### Goal A
Rewrite the paragraph of the container cluster text that begins "To build a successful cluster" as a short bulleted list that keeps its main facts.
### Goal B
Rewrite everything in the listing from its start down to the line containing "[26,5,34,16]", replacing "woman's" with "person's" and changing nothing else. Leave the pictures out.

### Text shown

================

Over the past ten years at Google, we've found that having a container cluster manager addresses these requirements and provides a number of benefits:

  • Microservices in order to keep moving parts manageable. Having a cluster manager enables us to break down an application into smaller parts that are separately manageable and scalable. This lets us scale up our organization by having clear interfaces between smaller teams of engineers.
  • Self healing systems in the face of failures. The cluster manager automatically restarts work from failed machines on healthy machines.
  • Low friction horizontal scaling. A container cluster provides tools for horizontal scaling, such that adding more capacity can be as easy as changing a setting (replication count).
  • High utilization and efficiency rates. Google was able to dramatically increase resource utilization and efficiency after moving to containers.
  • Specialized roles for cluster and application operations teams. Developers are able to focus much more on the service they are building rather than on the underlying infrastructure that supports it. For example, the GMail operations and development teams rarely have to talk directly to the cluster operations team. Having a separation of concerns here allows (but doesn't force) operation teams to be more widely leveraged.

Now, we understand that some of what we do is unique, so lets explore the ingredients of a great container cluster manager and what you should focus on to realize the benefits of running containers in clusters.

Ingredient 1: Dynamic container placement

To build a successful cluster, you need a little bit of that jazz improv. You should be able to package up your workload in a container image and declaratively specify your intents around how and where it is going to run. The cluster management system should decide where to actually run your workload. We call this "cluster scheduling."

================

### Given records
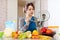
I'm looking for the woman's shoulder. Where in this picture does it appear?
[32,16,37,20]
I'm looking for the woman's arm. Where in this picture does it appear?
[19,18,29,32]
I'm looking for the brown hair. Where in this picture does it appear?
[24,3,35,13]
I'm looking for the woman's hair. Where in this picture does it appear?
[24,3,35,13]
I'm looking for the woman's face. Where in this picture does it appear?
[26,5,34,16]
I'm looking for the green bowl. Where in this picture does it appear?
[0,31,4,38]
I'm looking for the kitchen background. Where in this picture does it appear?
[0,0,60,30]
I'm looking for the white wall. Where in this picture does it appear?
[48,0,60,26]
[7,0,18,28]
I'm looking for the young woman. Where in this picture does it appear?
[20,3,36,32]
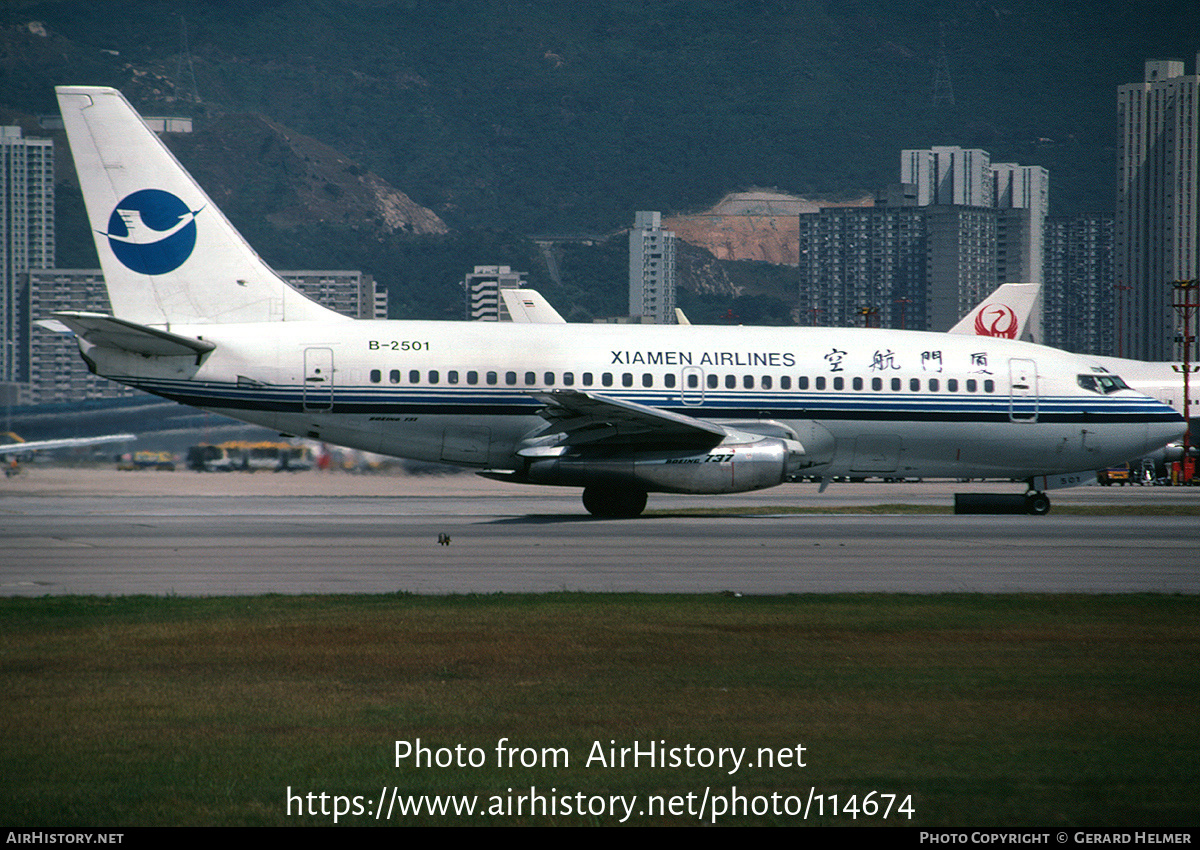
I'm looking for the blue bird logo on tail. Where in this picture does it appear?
[103,188,204,275]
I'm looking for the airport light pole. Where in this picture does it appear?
[1109,283,1133,357]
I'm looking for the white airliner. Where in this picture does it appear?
[56,86,1183,516]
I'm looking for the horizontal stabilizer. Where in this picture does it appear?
[54,312,216,357]
[500,289,566,324]
[948,283,1042,340]
[530,390,728,447]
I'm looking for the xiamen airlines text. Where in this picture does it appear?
[286,738,916,824]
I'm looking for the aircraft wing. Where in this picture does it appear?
[528,390,728,454]
[500,289,566,324]
[0,433,137,455]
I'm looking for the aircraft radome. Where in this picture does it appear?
[55,86,1183,516]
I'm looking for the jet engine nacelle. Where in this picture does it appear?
[524,435,806,493]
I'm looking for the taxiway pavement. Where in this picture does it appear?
[0,467,1200,595]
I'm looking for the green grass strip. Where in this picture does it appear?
[0,593,1200,828]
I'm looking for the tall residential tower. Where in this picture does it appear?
[1115,55,1200,360]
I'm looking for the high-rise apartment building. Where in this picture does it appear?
[629,211,676,324]
[1116,54,1200,360]
[462,265,526,322]
[0,127,54,391]
[24,269,388,405]
[797,206,929,330]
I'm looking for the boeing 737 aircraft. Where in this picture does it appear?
[56,86,1183,516]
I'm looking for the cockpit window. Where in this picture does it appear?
[1075,375,1129,395]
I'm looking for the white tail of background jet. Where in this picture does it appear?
[56,86,344,328]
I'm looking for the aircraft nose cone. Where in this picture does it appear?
[1145,405,1188,454]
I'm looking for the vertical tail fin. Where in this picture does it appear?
[55,86,344,325]
[948,283,1042,341]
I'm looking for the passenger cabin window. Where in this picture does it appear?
[1075,375,1129,395]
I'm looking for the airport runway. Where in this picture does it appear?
[0,468,1200,595]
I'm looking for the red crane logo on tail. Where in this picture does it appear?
[976,304,1020,340]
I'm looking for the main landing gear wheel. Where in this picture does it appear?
[1025,492,1050,516]
[583,487,646,519]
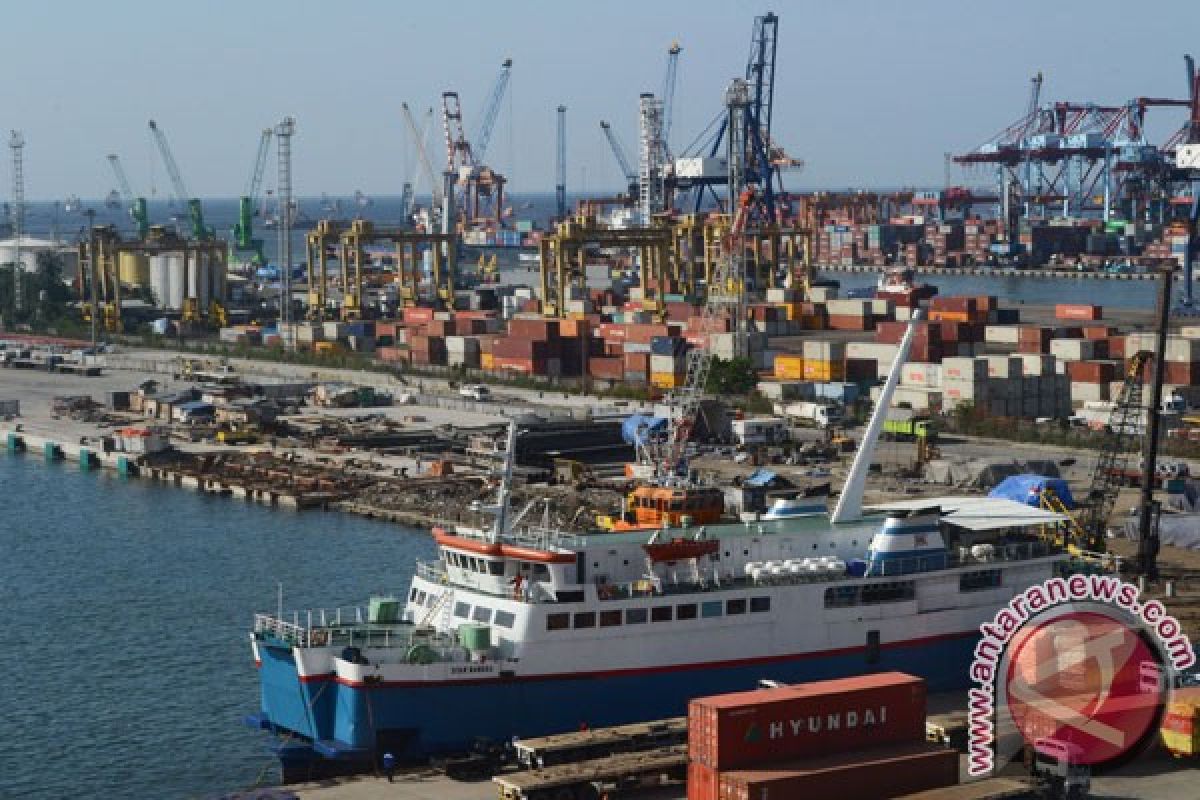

================

### Answer A
- A successful cluster needs a little bit of jazz improv.
- You package your workload in a container image.
- You declaratively specify how and where it is going to run.
- The cluster management system decides where the workload actually runs, which is called "cluster scheduling."

### Answer B
I'm looking for the person's shoulder. Where in this picture does it appear?
[32,16,37,20]
I'm looking for the person's arm. Where in this picture does it appear?
[19,18,29,32]
I'm looking for the brown hair. Where in this picture does it appear?
[24,3,35,13]
I'm looking for the person's hair. Where in this picture does it appear?
[24,3,35,13]
I'm looking for the person's face. Where in this picture does it appear?
[26,5,34,16]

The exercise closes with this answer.